* Work request
Scan the entries below. Return every line that includes "blue".
(Beginning of Extracted records)
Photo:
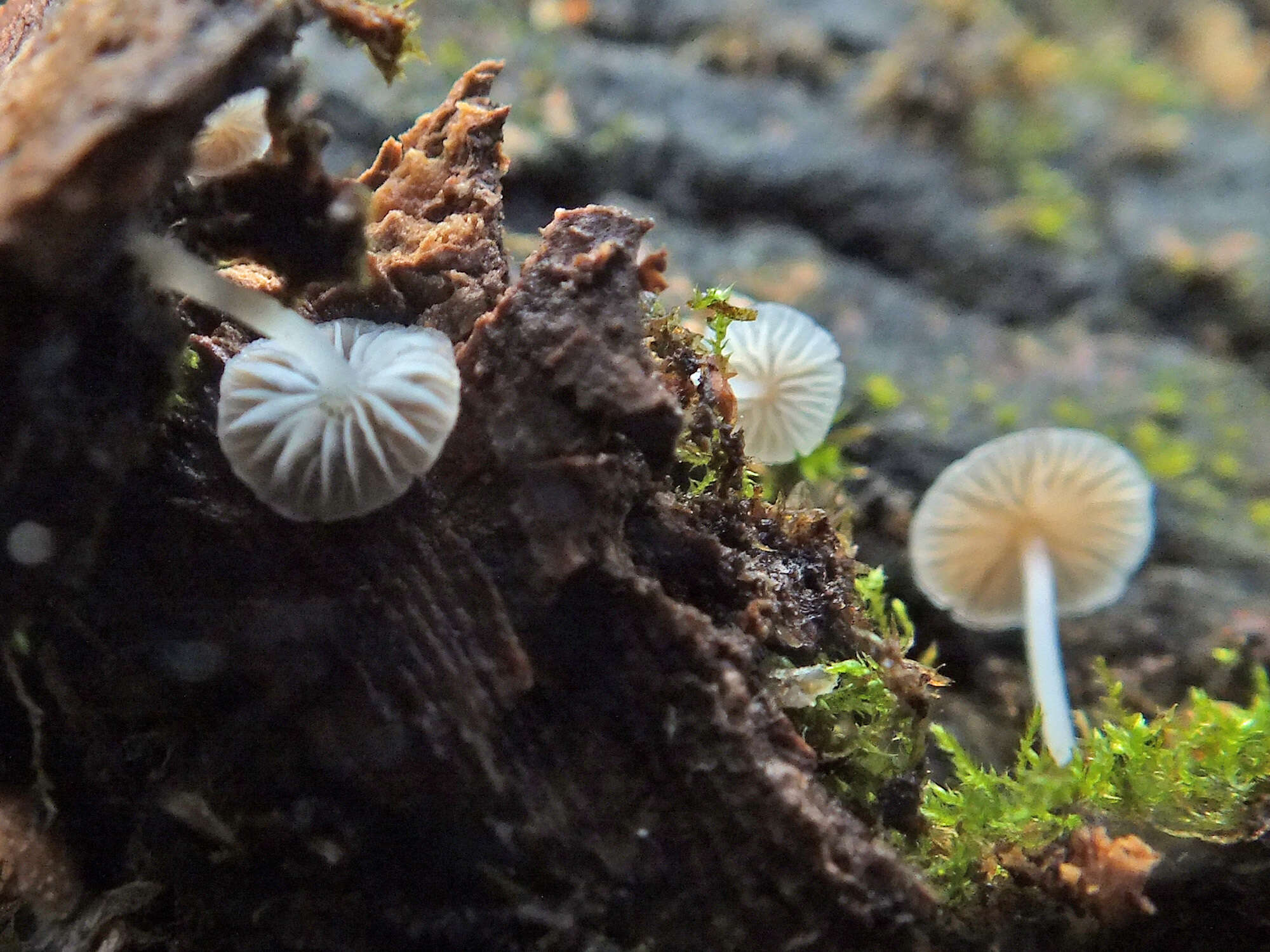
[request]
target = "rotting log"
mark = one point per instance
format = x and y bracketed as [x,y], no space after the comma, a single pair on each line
[523,708]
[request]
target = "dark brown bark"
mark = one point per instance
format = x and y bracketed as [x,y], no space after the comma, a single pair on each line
[520,709]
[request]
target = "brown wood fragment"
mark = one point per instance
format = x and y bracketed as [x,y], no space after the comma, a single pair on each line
[34,864]
[436,235]
[384,30]
[97,112]
[1099,875]
[18,21]
[505,706]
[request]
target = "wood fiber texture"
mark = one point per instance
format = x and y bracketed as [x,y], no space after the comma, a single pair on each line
[491,717]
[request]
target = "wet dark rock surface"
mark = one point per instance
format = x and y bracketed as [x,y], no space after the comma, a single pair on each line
[739,129]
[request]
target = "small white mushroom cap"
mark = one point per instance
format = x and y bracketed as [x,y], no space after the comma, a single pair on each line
[322,450]
[234,135]
[789,381]
[1078,492]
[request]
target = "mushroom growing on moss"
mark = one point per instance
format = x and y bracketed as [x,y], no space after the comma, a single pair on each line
[322,422]
[1028,527]
[788,381]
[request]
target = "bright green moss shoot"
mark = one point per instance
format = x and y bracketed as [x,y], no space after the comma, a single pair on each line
[1196,771]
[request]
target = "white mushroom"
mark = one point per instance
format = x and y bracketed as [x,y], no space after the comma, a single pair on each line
[234,135]
[788,381]
[1028,527]
[322,422]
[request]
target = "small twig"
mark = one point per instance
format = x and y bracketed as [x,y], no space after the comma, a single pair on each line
[36,719]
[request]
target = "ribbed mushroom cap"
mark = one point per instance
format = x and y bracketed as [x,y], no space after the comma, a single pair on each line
[234,135]
[1080,493]
[313,451]
[789,381]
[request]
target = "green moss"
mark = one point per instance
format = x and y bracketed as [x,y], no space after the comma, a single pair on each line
[1006,416]
[1196,771]
[883,393]
[1259,513]
[862,729]
[822,465]
[1070,413]
[1169,400]
[1164,456]
[709,451]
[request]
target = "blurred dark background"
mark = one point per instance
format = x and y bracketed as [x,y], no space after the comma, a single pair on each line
[1012,215]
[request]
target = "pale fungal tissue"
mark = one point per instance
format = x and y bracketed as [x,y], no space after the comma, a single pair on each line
[31,544]
[322,422]
[1026,529]
[327,450]
[788,381]
[233,136]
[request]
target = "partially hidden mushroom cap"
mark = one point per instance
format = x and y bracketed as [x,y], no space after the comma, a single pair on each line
[234,135]
[312,450]
[1083,496]
[788,381]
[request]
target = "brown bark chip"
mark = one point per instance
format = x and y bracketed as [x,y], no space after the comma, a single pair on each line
[436,235]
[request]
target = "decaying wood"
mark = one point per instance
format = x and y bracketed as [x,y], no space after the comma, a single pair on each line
[519,709]
[436,234]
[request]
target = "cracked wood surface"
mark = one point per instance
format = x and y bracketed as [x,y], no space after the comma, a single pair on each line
[473,720]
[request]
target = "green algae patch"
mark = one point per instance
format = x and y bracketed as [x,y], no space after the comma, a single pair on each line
[1197,771]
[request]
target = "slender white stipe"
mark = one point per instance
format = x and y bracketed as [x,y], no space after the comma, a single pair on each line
[1045,656]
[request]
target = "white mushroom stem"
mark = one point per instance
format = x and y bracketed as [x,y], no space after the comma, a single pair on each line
[171,266]
[1045,657]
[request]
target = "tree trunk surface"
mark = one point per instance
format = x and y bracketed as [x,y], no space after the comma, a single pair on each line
[521,708]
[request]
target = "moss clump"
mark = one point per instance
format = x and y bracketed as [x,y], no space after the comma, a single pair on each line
[1196,771]
[869,727]
[709,454]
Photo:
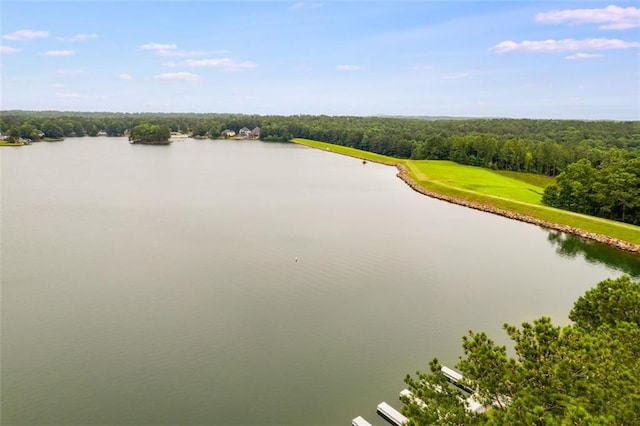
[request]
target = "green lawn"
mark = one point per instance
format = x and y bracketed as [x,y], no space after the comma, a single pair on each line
[476,179]
[517,192]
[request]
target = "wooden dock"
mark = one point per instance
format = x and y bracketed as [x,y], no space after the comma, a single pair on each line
[455,378]
[391,414]
[360,421]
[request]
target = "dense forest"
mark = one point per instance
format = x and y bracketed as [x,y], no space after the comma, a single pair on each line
[595,162]
[586,373]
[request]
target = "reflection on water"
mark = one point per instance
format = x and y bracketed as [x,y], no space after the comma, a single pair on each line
[593,252]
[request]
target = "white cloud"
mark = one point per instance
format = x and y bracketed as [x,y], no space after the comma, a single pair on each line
[223,63]
[21,35]
[611,17]
[566,45]
[186,53]
[349,68]
[183,76]
[79,37]
[8,49]
[455,76]
[578,56]
[158,46]
[171,50]
[305,5]
[75,95]
[69,71]
[59,53]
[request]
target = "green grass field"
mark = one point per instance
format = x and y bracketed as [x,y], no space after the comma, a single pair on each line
[517,192]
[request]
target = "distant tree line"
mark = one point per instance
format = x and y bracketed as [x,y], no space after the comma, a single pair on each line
[149,133]
[535,146]
[610,190]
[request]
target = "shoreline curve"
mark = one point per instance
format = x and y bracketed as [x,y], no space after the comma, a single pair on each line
[604,239]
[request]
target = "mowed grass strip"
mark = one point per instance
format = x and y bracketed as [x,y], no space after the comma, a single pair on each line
[520,193]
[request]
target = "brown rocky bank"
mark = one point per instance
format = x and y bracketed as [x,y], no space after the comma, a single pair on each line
[604,239]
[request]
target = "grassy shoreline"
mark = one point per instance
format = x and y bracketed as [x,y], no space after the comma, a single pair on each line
[519,207]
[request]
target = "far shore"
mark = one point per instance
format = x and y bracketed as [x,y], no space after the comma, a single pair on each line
[403,173]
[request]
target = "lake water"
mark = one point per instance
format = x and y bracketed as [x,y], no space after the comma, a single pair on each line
[159,284]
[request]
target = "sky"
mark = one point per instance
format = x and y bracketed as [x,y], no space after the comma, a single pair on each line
[520,59]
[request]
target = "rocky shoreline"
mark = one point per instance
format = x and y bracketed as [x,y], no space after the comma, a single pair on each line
[614,242]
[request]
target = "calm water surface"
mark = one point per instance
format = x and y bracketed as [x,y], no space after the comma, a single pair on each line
[159,284]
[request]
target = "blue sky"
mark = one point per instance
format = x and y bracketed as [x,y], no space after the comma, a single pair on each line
[522,59]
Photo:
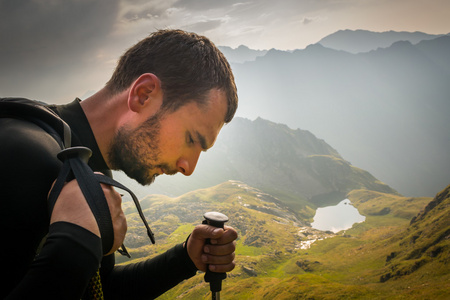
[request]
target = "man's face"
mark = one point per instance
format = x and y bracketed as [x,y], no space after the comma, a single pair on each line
[168,143]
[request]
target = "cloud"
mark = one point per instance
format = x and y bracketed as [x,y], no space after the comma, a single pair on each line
[45,42]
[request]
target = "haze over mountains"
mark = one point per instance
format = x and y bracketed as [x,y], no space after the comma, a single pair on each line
[385,110]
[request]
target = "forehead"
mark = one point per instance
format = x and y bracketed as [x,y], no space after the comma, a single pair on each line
[202,121]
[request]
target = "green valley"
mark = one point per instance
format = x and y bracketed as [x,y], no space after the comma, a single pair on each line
[279,256]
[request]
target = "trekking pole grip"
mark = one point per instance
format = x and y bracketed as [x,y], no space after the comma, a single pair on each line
[215,219]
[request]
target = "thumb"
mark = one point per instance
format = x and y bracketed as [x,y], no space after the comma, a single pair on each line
[196,242]
[203,232]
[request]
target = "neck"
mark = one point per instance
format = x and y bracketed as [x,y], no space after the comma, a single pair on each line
[104,113]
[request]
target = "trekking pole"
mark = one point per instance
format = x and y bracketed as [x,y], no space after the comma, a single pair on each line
[215,219]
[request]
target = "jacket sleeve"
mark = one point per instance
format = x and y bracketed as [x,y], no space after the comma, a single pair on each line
[69,258]
[150,278]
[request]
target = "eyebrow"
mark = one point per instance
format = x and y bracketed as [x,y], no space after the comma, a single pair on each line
[202,140]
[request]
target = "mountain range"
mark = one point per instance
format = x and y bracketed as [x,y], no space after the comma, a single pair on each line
[384,110]
[401,250]
[268,177]
[299,169]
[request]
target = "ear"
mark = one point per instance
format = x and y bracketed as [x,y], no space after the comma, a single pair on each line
[145,93]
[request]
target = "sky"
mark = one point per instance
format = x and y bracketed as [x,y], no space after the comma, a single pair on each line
[56,50]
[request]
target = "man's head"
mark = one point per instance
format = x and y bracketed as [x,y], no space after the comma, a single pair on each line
[188,66]
[198,97]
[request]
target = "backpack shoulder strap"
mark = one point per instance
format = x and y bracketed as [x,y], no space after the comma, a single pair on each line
[74,164]
[39,114]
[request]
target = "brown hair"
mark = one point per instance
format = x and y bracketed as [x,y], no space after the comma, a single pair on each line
[188,65]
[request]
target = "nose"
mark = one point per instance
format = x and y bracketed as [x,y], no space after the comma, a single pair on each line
[186,166]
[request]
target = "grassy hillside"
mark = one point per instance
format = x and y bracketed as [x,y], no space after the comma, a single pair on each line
[385,257]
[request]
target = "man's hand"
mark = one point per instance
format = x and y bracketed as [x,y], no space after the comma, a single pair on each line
[219,255]
[72,207]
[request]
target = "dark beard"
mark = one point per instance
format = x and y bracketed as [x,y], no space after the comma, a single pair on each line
[129,148]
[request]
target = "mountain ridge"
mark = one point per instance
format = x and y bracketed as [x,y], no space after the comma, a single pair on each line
[381,110]
[292,165]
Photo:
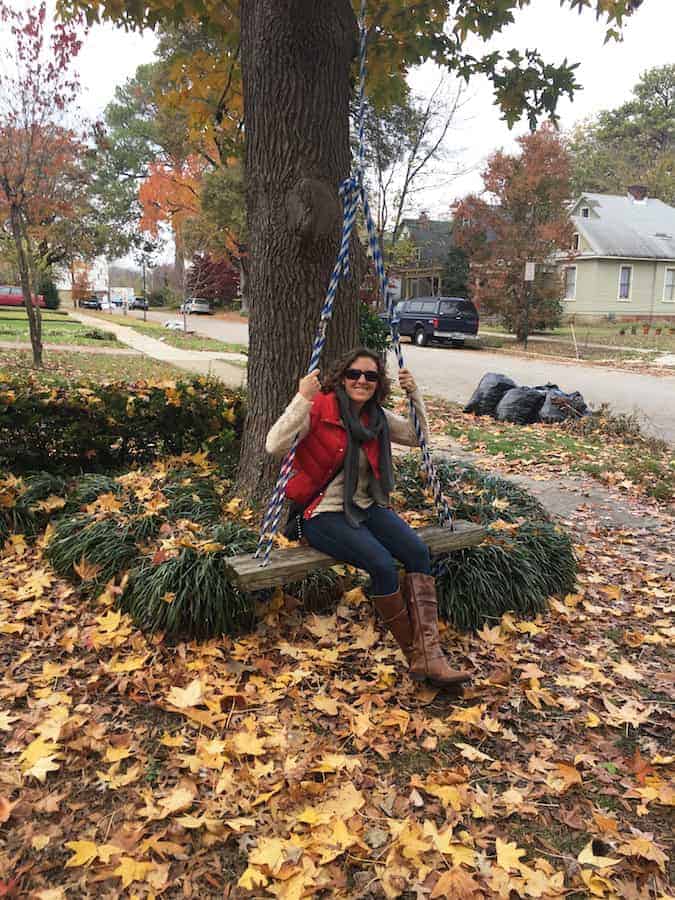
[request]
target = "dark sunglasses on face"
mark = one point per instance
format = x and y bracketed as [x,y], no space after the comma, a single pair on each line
[355,374]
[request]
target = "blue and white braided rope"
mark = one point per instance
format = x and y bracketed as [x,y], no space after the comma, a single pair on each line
[351,190]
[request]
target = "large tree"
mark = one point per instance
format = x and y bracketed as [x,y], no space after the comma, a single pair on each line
[297,75]
[522,217]
[632,144]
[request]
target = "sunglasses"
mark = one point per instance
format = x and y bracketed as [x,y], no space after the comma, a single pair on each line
[355,374]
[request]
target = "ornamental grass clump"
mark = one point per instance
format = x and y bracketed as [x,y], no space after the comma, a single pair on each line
[189,595]
[525,559]
[26,504]
[94,549]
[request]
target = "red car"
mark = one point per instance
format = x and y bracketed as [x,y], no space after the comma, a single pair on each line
[13,296]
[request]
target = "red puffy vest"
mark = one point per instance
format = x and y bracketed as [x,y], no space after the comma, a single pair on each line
[320,453]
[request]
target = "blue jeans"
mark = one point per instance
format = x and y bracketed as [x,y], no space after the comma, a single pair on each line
[373,546]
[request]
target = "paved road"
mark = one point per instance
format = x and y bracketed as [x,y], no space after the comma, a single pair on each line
[453,374]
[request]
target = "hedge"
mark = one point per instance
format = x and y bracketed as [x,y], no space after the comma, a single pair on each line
[101,427]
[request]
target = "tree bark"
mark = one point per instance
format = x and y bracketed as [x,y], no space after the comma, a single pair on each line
[32,312]
[296,57]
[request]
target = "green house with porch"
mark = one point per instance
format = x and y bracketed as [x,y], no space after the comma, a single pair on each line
[622,262]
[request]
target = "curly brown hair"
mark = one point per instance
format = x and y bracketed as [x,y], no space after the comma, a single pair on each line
[335,375]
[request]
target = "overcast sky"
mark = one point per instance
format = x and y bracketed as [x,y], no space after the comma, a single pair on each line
[607,73]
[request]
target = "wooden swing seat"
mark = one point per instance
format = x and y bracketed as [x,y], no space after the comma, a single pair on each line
[294,563]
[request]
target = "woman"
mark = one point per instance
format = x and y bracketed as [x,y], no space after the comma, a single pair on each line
[341,483]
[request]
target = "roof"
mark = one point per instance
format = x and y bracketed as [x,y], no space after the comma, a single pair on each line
[626,228]
[432,236]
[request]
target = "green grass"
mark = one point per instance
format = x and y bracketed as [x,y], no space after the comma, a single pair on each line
[62,367]
[56,331]
[172,338]
[607,333]
[18,314]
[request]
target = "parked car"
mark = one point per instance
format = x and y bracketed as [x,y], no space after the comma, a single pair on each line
[197,305]
[447,320]
[13,296]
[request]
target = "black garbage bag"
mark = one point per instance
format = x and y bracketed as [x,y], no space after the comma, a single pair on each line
[491,388]
[520,405]
[559,406]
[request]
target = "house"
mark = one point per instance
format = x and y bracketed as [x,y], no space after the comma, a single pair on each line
[431,240]
[622,264]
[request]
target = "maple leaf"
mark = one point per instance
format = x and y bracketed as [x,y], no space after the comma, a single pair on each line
[246,743]
[179,799]
[183,698]
[325,705]
[508,855]
[563,778]
[84,852]
[587,857]
[455,884]
[130,870]
[645,849]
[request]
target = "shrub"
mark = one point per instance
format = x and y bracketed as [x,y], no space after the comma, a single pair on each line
[373,332]
[97,427]
[525,559]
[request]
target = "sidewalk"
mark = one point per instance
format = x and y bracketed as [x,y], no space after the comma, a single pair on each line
[73,348]
[202,362]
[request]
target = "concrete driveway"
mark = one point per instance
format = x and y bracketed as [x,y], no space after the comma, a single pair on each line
[454,373]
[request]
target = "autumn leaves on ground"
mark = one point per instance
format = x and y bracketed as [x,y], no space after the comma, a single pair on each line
[299,760]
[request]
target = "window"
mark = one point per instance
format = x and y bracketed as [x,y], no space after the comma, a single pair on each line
[570,282]
[625,278]
[449,308]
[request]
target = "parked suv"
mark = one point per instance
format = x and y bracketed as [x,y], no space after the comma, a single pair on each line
[197,305]
[443,319]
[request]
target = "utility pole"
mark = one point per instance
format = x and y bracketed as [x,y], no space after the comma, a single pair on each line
[529,279]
(End of Extracted records)
* Reply
target = "blue sky"
target = "blue and white braided rope"
target = "blue jeans"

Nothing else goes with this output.